§ What you will do:
A – In the essay about the writer's shift toward working with people and peer advisory groups, what did the writer want to learn about peer advisory groups? List every question the writer gives.
B – Using the essay about the writer's shift toward working with people and peer advisory groups, explain why the writer chose to associate with Leo Bottary.
C – Continue the essay about the writer's shift toward working with people and peer advisory groups, starting after its last sentence.

##### Passage shown

It’s not so shocking to me because as a man of Faith I’ve long known what the Bible says about such things.

1 Corinthians 15:33 “Be not deceived: Evil companionships corrupt good morals.”

The converse is equally true. Surround yourself with good people and it can foster higher behavior. In our organizations, it produces higher human performance. Just take a close look at any group or team that is high achieving and you’ll see it. The power of others.

Four years or so ago things took a professional turn for me. I was given an opportunity by a very forward-thinking City Manager looking for an executive coach for one of her Directors. Thrust into an organization whose goal was to deliver superior service to a demanding city population, it was quite different than my typical trifecta of business building stuff: a) getting new customers, b) serving existing customers better and c) not going crazy in the process.

I found two of the three were still in place though. Mostly, I found the focus was solely on PEOPLE. It was a complete focus on PEOPLE. People working well with other people. People struggling to work well with others. People unable to accurately read a situation. People struggling to communicate effectively. People finding it hard to lead. People finding it hard to follow. A lot of culture stuff. A lot of team stuff. Chemistry stuff. Emotional intelligence stuff.

My eyes were opened. This was my niche. Not serving city government, but focusing on PEOPLE. It felt right. Everything about it felt right.

While I’d been an “operator” all my life and I still immensely enjoy strategy and operations…nothing trumps PEOPLE. For me, nothing trumps being able to go deeply enough with people where real help, support, and service can happen. It fueled me, unlike any work I’d ever done.

I pushed a bit harder into the PEOPLE side of things. It wasn’t easy. I was too reluctant – now that I look back – to let go of operational stuff. When you’ve so embraced being an operator for so long it’s a tough thing to shed. But slowly I began to intentionally work on it.

Then there’s the reality of client services. You do what you must to get clients, serve clients and keep clients. It wasn’t always the direction I wanted to go, but I did it anyway. Increasingly my heart wasn’t in it. But a clean pivot didn’t seem possible. Besides, now that I’ve got clarity I didn’t have in real-time.

Along the way, I reached out and made a connection with Leo Bottary. Leo had co-authored a book, The Power Of Peers. We started a podcast, which I produced, The Year Of The Peer. From that podcast, Leo wrote a second book, “What Anyone Can Do.” After that, I joined him as a cohost of our current podcast by the same title.

Associating with Leo was very intentional because I knew he was a smart guy about peer groups and peer advantage. I wanted to learn all I could about peer advisory groups. Why do they work? Why don’t more people take advantage of them? What makes a great peer advisory group? Why do people join them? Why do they leave? I had many questions. I knew I wanted to operate in that space. In fact, three years ago I knew I wanted Bula Network to be a peer advisory company operating virtual or online peer advisory groups. I also knew the first group needed to be SMB owners. Entrepreneurs operating companies doing a few million bucks to companies doing in excess of $200M. I’m an operator and I was driven to build this first group of people who make the decisions, and who are close to the customers and the employees.

##########
##### Supplied information

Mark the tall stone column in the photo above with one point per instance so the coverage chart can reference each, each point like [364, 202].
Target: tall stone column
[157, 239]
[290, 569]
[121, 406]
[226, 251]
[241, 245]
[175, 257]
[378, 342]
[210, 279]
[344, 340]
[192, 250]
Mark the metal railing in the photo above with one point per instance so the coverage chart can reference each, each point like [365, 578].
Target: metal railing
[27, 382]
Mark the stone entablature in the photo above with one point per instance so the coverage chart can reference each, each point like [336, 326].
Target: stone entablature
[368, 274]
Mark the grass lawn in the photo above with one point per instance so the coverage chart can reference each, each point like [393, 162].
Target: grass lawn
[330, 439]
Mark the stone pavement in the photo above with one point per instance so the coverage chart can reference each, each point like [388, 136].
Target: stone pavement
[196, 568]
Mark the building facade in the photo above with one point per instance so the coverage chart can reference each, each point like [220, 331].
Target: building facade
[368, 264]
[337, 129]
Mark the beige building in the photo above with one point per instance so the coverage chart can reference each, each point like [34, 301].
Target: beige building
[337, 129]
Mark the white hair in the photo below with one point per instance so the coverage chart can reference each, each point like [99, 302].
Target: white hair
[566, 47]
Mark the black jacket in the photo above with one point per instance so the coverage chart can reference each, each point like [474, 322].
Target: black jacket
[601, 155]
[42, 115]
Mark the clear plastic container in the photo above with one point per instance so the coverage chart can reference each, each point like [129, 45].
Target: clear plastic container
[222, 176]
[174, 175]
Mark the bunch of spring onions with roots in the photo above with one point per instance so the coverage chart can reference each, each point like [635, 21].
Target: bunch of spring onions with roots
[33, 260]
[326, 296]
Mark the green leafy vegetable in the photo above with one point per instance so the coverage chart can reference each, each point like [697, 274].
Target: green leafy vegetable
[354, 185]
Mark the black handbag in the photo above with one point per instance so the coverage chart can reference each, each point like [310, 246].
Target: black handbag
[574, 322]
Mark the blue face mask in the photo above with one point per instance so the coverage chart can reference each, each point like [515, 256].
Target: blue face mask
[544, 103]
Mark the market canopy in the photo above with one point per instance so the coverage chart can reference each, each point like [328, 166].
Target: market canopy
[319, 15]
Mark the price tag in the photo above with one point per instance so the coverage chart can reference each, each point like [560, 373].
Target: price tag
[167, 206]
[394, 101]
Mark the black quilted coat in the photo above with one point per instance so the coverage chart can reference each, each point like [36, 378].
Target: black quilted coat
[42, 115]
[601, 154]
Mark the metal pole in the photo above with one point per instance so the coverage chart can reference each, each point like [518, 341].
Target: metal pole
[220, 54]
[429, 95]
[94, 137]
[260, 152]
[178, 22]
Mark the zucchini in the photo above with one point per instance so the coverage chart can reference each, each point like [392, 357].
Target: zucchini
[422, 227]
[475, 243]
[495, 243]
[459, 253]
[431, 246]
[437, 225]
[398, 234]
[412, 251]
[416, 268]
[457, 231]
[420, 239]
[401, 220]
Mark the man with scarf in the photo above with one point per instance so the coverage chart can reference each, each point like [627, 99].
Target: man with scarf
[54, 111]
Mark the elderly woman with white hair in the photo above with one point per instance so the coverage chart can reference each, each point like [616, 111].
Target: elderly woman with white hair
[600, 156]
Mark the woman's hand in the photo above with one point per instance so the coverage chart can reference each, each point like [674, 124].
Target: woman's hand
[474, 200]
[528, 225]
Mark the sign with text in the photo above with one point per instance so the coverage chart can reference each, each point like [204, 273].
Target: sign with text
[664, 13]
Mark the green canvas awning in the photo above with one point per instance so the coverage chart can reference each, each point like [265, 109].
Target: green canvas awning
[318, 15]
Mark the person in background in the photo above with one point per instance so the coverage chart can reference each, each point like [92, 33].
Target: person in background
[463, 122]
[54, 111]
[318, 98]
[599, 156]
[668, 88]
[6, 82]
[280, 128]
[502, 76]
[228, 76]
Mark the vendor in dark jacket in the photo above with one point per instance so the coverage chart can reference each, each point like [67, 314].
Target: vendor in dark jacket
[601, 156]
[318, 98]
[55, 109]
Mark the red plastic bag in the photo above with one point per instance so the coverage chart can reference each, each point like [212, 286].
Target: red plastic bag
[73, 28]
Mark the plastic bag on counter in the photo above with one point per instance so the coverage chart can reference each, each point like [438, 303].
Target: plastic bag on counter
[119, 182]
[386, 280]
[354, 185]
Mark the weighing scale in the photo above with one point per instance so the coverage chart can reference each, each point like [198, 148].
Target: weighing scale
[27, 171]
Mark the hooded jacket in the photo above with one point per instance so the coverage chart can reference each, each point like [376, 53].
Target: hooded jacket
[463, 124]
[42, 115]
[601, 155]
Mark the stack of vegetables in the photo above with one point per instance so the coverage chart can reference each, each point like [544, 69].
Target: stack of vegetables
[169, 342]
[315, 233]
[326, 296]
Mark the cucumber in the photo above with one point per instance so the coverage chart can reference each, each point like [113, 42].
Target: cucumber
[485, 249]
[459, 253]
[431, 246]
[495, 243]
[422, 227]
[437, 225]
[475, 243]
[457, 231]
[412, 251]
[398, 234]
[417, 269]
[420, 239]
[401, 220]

##########

§ Responses per task:
A –
- Why do they work?
- Why don't more people take advantage of them?
- What makes a great peer advisory group?
- Why do people join them?
- Why do they leave?

B – The writer knew Leo was smart about peer groups and peer advantage. The writer wanted to learn all they could about peer advisory groups and knew they wanted to work in that space.

C –
It takes time to figure it out. It took me too long. Proof that no matter how smart you are, figuring it out is hard work. 😀

2020 is a fitting year. A fitting number. 2020 provokes most of us to think of VISION.

My vision is clearing. Well, not physically. I need reading glasses, but professionally, even personally, many things are getting clearer. It’s been a long journey, but I rather think things happen in due time. I suppose things happen in a timeline that CAN work to our advantage if we’re wise. I’m trying hard to be wise.

Over the summer I really started trying to build The Peer Advantage by Bula Network. I had figured I could get it up and running by the late fall of this year. It didn’t happen. And it was entirely my fault. I didn’t give it the focused effort it deserved. I had so many irons in the fire because I said YES to too many things and I wasn’t discriminating enough. Learn from my errors.

“If everything is important, then nothing is important.”

That’s my quote. I first said it when I was a teenager as I observed the insanely erratic behavior of a business owner I was working for. He taught me a lot because he was a jerk and not very smart. I learned early on what NOT to do to succeed at business. He was second generation and dad had built a good business. So good that even a moron son couldn’t quite ruin it at the time. 😉

Here I was being my own jerk and being stupid. “Who’s the moron now?” I often thought.

I’d have conversations with people about peer advantage. Most had no idea about it. It was so far beyond the realm of anything they’ve ever experienced that they struggled to see how it could help them. I searched for language to help convey it. I’m good with words. And have never struggled to find ways to connect. But that wasn’t really the challenge.

The challenge was like a hydra – a monster with many heads. I had too many irons in the fire. I wasn’t focused. The Peer Advantage wasn’t’ seen as solving any one problem. Customers want solutions and a generic solution – helping you make better decisions – isn’t nearly precise enough.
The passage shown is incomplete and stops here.